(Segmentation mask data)
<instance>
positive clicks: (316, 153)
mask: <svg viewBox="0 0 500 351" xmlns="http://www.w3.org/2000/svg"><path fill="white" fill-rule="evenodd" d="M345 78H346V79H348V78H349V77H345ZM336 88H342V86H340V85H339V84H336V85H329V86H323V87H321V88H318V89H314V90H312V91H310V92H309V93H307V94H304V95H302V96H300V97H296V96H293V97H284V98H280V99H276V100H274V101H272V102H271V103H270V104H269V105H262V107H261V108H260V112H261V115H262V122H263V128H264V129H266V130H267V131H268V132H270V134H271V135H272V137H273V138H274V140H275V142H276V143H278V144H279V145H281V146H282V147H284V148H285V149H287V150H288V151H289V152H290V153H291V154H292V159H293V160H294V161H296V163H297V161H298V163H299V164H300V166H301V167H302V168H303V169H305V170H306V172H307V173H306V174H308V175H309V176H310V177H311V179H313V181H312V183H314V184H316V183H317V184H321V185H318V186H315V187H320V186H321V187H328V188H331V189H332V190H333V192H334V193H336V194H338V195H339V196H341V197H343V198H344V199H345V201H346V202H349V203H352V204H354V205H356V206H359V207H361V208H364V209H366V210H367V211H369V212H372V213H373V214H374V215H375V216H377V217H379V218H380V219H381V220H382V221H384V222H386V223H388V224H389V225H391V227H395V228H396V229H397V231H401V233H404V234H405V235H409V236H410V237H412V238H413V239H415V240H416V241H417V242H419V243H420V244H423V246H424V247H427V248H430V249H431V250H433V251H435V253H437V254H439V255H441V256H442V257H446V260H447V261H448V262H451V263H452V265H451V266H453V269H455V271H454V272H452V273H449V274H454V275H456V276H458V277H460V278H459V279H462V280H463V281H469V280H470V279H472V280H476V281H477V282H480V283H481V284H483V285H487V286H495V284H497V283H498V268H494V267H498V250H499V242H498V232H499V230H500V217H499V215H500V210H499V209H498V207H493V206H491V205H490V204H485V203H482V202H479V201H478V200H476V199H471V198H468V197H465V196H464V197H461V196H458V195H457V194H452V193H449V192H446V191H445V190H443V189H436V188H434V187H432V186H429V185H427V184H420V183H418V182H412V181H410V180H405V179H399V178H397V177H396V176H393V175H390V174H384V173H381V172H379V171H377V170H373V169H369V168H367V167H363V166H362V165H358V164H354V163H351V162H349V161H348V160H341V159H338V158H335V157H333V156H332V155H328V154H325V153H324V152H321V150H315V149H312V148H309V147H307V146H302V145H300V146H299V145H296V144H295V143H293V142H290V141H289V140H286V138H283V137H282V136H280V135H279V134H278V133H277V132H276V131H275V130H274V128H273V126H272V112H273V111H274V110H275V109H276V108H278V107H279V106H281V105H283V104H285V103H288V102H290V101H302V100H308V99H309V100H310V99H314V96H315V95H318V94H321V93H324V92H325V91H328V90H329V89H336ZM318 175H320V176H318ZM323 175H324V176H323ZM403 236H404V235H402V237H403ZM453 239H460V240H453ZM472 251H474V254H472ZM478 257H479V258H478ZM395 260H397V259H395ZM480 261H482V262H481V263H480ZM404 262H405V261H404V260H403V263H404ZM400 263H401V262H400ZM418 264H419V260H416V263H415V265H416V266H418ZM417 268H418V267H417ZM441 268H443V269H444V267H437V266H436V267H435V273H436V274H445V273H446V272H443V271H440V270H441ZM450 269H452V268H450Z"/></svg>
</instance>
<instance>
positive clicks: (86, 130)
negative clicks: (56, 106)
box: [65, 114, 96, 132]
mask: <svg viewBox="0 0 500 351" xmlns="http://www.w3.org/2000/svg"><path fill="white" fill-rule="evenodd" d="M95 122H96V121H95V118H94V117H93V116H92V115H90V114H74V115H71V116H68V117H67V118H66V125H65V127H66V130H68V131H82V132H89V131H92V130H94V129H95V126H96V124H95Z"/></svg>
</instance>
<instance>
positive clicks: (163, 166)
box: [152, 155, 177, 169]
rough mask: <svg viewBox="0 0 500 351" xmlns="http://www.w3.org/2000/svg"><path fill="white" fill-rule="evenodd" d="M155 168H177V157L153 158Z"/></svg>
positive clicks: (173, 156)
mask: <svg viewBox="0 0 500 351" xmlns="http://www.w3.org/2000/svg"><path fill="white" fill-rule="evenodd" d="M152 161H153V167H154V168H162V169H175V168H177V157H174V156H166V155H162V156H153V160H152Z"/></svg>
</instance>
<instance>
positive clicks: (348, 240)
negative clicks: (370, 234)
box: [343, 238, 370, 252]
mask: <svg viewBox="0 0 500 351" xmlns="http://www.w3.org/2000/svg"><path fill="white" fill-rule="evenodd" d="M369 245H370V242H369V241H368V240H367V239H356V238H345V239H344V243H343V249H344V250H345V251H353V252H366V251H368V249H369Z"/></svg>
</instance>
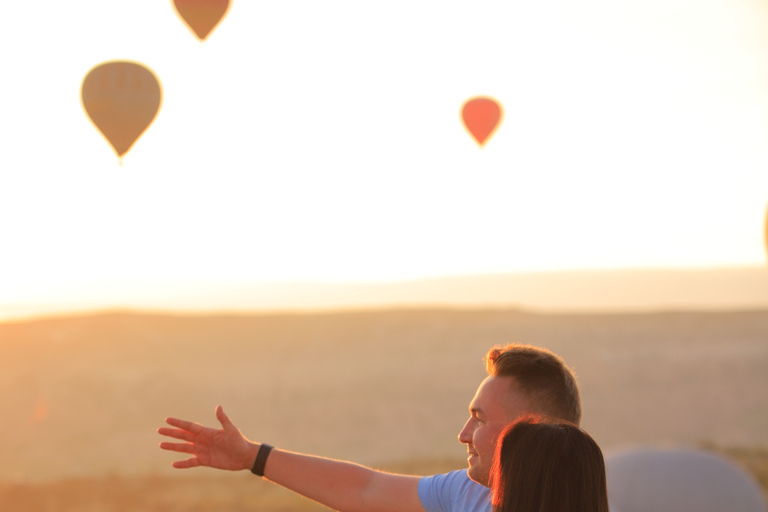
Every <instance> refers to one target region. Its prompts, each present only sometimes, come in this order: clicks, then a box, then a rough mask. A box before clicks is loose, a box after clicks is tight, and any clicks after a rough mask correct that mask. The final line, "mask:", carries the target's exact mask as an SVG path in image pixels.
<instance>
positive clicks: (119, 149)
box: [82, 61, 161, 157]
mask: <svg viewBox="0 0 768 512" xmlns="http://www.w3.org/2000/svg"><path fill="white" fill-rule="evenodd" d="M160 98H161V92H160V83H159V82H158V80H157V78H155V75H154V73H152V71H150V70H149V69H147V68H145V67H144V66H142V65H141V64H137V63H135V62H125V61H114V62H104V63H102V64H99V65H98V66H96V67H95V68H93V69H91V70H90V71H89V72H88V74H87V75H85V79H84V80H83V86H82V99H83V107H84V108H85V111H86V112H87V113H88V116H89V117H90V118H91V121H93V124H95V125H96V128H98V129H99V131H101V133H103V134H104V136H105V137H106V138H107V140H108V141H109V143H110V144H111V145H112V147H113V148H115V151H116V152H117V156H119V157H122V156H123V155H124V154H125V153H126V152H127V151H128V150H129V149H131V146H132V145H133V143H134V142H136V139H138V138H139V136H140V135H141V134H142V133H144V130H146V129H147V127H148V126H149V124H150V123H151V122H152V121H153V120H154V118H155V115H157V111H158V109H159V108H160Z"/></svg>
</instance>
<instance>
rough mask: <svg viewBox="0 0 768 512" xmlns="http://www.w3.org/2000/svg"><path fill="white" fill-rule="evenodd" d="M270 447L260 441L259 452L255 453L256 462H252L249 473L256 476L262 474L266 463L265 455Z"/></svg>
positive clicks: (267, 445)
mask: <svg viewBox="0 0 768 512" xmlns="http://www.w3.org/2000/svg"><path fill="white" fill-rule="evenodd" d="M271 450H272V447H271V446H270V445H268V444H264V443H261V446H260V447H259V453H257V454H256V462H254V463H253V468H252V469H251V473H253V474H254V475H256V476H264V466H266V465H267V457H269V452H270V451H271Z"/></svg>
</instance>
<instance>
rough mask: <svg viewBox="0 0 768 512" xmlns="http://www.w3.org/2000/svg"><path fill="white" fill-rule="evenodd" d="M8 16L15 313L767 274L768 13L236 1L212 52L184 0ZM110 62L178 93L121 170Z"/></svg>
mask: <svg viewBox="0 0 768 512" xmlns="http://www.w3.org/2000/svg"><path fill="white" fill-rule="evenodd" d="M3 10H4V19H5V20H6V23H5V27H4V29H3V31H2V32H0V44H2V47H3V48H4V50H3V66H4V68H3V70H2V76H3V81H2V85H1V86H0V87H2V92H3V94H2V97H1V98H0V101H1V102H2V108H1V109H0V112H1V113H2V118H1V119H2V120H1V122H0V130H1V132H0V133H1V134H2V138H3V140H4V144H3V148H2V151H0V219H2V220H0V222H1V223H2V237H1V238H0V240H1V242H0V243H1V244H2V247H0V304H11V303H14V302H30V301H38V300H40V301H44V300H48V299H50V298H51V297H59V298H60V297H67V296H72V294H88V293H90V294H96V295H98V293H101V292H102V291H104V290H107V289H109V290H112V291H114V290H117V289H120V287H121V286H122V287H131V286H134V287H136V286H165V285H169V283H173V282H176V283H178V282H198V281H199V282H203V281H205V282H243V281H249V282H259V281H290V280H304V279H311V280H325V281H383V280H392V279H397V280H400V279H411V278H419V277H428V276H443V275H461V274H482V273H496V272H519V271H529V270H559V269H586V268H624V267H701V266H733V265H756V264H758V265H759V264H763V263H764V262H765V247H764V240H763V233H764V227H763V226H764V222H765V216H766V206H767V205H768V4H767V3H766V2H764V1H762V0H644V1H642V2H640V1H630V0H623V1H622V0H619V1H616V0H611V1H609V0H584V1H582V2H578V3H573V2H566V1H562V2H558V1H551V0H542V1H537V2H521V1H516V2H510V1H509V0H503V1H479V0H473V1H471V2H470V1H464V2H451V1H446V0H441V1H437V0H434V1H433V0H429V1H419V0H407V1H399V0H393V1H389V2H386V3H375V2H374V3H371V2H360V1H359V0H358V1H351V0H350V1H326V2H321V1H317V0H312V1H304V2H257V1H255V0H233V2H232V5H231V8H230V10H229V12H228V13H227V15H226V17H225V18H224V19H223V21H222V23H221V24H220V25H219V26H218V27H217V28H216V29H215V30H214V32H213V33H212V34H211V35H210V36H209V37H208V39H207V40H206V41H205V42H202V43H201V42H200V41H198V39H197V38H196V37H195V36H194V35H193V34H192V32H191V31H190V30H189V29H188V28H187V27H186V26H185V25H184V24H183V22H182V20H181V19H180V18H179V17H178V15H177V14H176V12H175V10H174V9H173V6H172V3H171V2H170V0H169V1H159V0H131V1H117V0H110V1H104V0H89V1H86V0H78V1H75V2H60V1H53V0H48V1H32V0H30V1H26V2H11V3H9V4H8V5H7V6H4V7H3ZM109 60H132V61H136V62H140V63H142V64H144V65H145V66H147V67H148V68H150V69H151V70H153V71H154V73H155V74H156V75H157V77H158V78H159V80H160V82H161V85H162V91H163V101H162V105H161V107H160V111H159V114H158V116H157V118H156V119H155V121H154V123H153V124H152V125H151V126H150V127H149V128H148V130H147V131H146V132H145V133H144V134H143V135H142V137H141V138H140V139H139V140H138V142H137V143H136V144H135V145H134V146H133V148H132V149H131V151H130V152H129V153H128V154H127V155H126V156H125V158H124V161H123V163H122V165H120V164H118V159H117V157H116V155H115V153H114V151H113V150H112V148H111V147H110V146H109V145H108V143H107V142H106V140H105V139H104V138H103V137H102V136H101V134H100V133H99V132H98V131H97V130H96V129H95V127H94V126H93V125H92V124H91V122H90V121H89V119H88V118H87V117H86V114H85V112H84V111H83V108H82V106H81V101H80V86H81V83H82V80H83V78H84V76H85V74H86V73H87V72H88V71H89V70H90V69H91V68H92V67H94V66H96V65H98V64H100V63H102V62H105V61H109ZM477 95H489V96H492V97H494V98H496V99H497V100H498V101H499V102H500V103H501V104H502V106H503V108H504V118H503V120H502V123H501V125H500V127H499V129H498V130H497V131H496V133H495V134H494V135H493V136H492V138H491V139H490V141H489V142H488V143H487V144H486V145H485V147H483V148H480V147H478V145H477V144H476V143H475V141H474V140H473V139H472V138H471V137H470V136H469V135H468V133H467V132H466V130H465V129H464V127H463V126H462V124H461V121H460V117H459V111H460V108H461V105H462V104H463V103H464V101H466V100H467V99H468V98H471V97H473V96H477Z"/></svg>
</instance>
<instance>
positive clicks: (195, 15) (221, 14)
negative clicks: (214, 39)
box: [173, 0, 229, 41]
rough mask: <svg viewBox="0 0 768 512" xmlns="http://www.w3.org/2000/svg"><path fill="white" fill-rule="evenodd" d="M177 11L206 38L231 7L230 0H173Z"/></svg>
mask: <svg viewBox="0 0 768 512" xmlns="http://www.w3.org/2000/svg"><path fill="white" fill-rule="evenodd" d="M173 5H174V6H175V7H176V12H178V13H179V16H181V19H183V20H184V22H185V23H186V24H187V25H188V26H189V28H191V29H192V31H193V32H194V33H195V34H196V35H197V37H198V38H200V40H201V41H202V40H204V39H205V38H206V37H208V34H210V33H211V30H213V28H214V27H215V26H216V25H218V23H219V22H220V21H221V19H222V18H223V17H224V15H225V14H226V13H227V9H229V0H173Z"/></svg>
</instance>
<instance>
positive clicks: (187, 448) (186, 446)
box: [160, 442, 195, 453]
mask: <svg viewBox="0 0 768 512" xmlns="http://www.w3.org/2000/svg"><path fill="white" fill-rule="evenodd" d="M160 448H162V449H163V450H168V451H172V452H182V453H195V445H193V444H191V443H168V442H163V443H160Z"/></svg>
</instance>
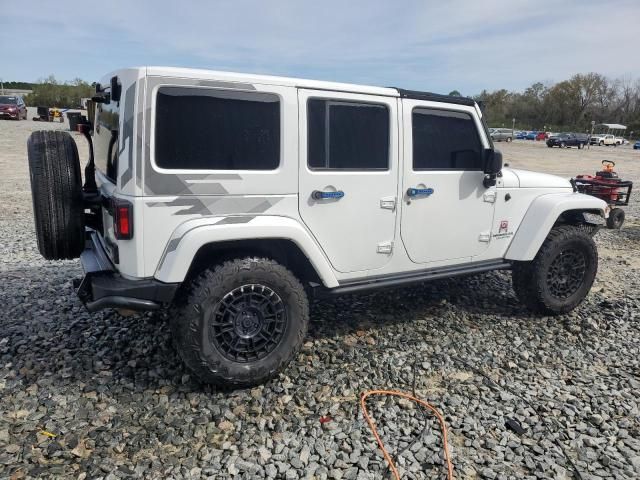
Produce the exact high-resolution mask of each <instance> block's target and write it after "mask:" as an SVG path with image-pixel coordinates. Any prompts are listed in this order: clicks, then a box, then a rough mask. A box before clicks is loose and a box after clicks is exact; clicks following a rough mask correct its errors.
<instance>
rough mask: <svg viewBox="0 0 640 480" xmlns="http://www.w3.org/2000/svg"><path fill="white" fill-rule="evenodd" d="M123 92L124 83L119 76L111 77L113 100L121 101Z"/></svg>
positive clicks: (111, 92)
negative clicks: (122, 86)
mask: <svg viewBox="0 0 640 480" xmlns="http://www.w3.org/2000/svg"><path fill="white" fill-rule="evenodd" d="M121 94H122V85H120V83H119V82H118V77H111V100H113V101H114V102H119V101H120V95H121Z"/></svg>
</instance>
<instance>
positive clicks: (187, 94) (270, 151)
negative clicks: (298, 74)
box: [155, 87, 280, 170]
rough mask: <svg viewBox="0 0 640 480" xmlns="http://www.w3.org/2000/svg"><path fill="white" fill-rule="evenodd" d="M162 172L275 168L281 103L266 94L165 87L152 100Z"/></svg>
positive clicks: (277, 153)
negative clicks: (153, 105) (180, 170)
mask: <svg viewBox="0 0 640 480" xmlns="http://www.w3.org/2000/svg"><path fill="white" fill-rule="evenodd" d="M155 159H156V163H157V165H158V166H159V167H161V168H168V169H197V170H273V169H275V168H277V167H278V165H279V164H280V101H279V98H278V96H276V95H273V94H267V93H257V92H255V93H246V92H234V91H227V90H208V89H193V88H179V87H165V88H161V89H160V90H159V91H158V96H157V100H156V127H155Z"/></svg>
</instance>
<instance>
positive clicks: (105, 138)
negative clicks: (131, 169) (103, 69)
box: [93, 89, 120, 182]
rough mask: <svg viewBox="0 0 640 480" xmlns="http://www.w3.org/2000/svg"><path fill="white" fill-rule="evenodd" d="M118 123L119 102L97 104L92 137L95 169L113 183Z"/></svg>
mask: <svg viewBox="0 0 640 480" xmlns="http://www.w3.org/2000/svg"><path fill="white" fill-rule="evenodd" d="M109 90H110V89H106V90H105V91H107V92H108V91H109ZM119 123H120V102H113V101H112V102H109V103H98V104H97V106H96V128H95V132H94V137H93V143H94V148H95V155H94V156H95V163H96V168H97V169H99V170H100V171H102V173H104V174H105V175H106V176H107V177H109V178H110V179H111V180H112V181H114V182H115V180H116V175H117V171H118V129H119Z"/></svg>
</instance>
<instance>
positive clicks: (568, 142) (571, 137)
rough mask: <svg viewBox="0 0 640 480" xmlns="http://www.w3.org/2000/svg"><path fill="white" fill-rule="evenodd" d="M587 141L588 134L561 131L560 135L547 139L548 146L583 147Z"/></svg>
mask: <svg viewBox="0 0 640 480" xmlns="http://www.w3.org/2000/svg"><path fill="white" fill-rule="evenodd" d="M587 142H588V138H587V135H578V134H575V133H560V134H558V135H554V136H552V137H549V139H548V140H547V147H549V148H551V147H560V148H569V147H578V149H580V148H583V147H584V146H585V145H586V144H587Z"/></svg>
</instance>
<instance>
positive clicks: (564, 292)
mask: <svg viewBox="0 0 640 480" xmlns="http://www.w3.org/2000/svg"><path fill="white" fill-rule="evenodd" d="M597 270H598V252H597V249H596V245H595V243H594V241H593V238H591V236H590V235H589V234H588V233H586V232H584V231H582V230H581V229H579V228H576V227H575V226H571V225H561V226H559V227H555V228H553V229H552V230H551V232H549V235H548V236H547V239H546V240H545V241H544V243H543V244H542V247H540V250H539V251H538V254H537V255H536V257H535V258H534V259H533V260H532V261H530V262H515V263H514V265H513V274H512V281H513V288H514V290H515V292H516V295H517V296H518V298H519V299H520V301H521V302H522V303H524V304H525V305H526V306H527V307H528V308H529V309H530V310H532V311H534V312H537V313H544V314H549V315H558V314H561V313H566V312H569V311H571V310H573V309H574V308H575V307H576V306H578V305H579V304H580V303H581V302H582V301H583V300H584V298H585V297H586V296H587V294H588V293H589V290H590V289H591V285H593V281H594V279H595V276H596V272H597Z"/></svg>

_Exercise details_
In the records above, find the line with "negative clicks: (298, 74)"; write out exactly that line and each one after it, stopping after the line with "positive clicks: (277, 153)".

_Solved problem_
negative clicks: (298, 74)
box: [155, 87, 280, 170]
rough mask: <svg viewBox="0 0 640 480" xmlns="http://www.w3.org/2000/svg"><path fill="white" fill-rule="evenodd" d="M162 172L275 168L281 103L266 94L165 87L152 100Z"/></svg>
positive clicks: (277, 153)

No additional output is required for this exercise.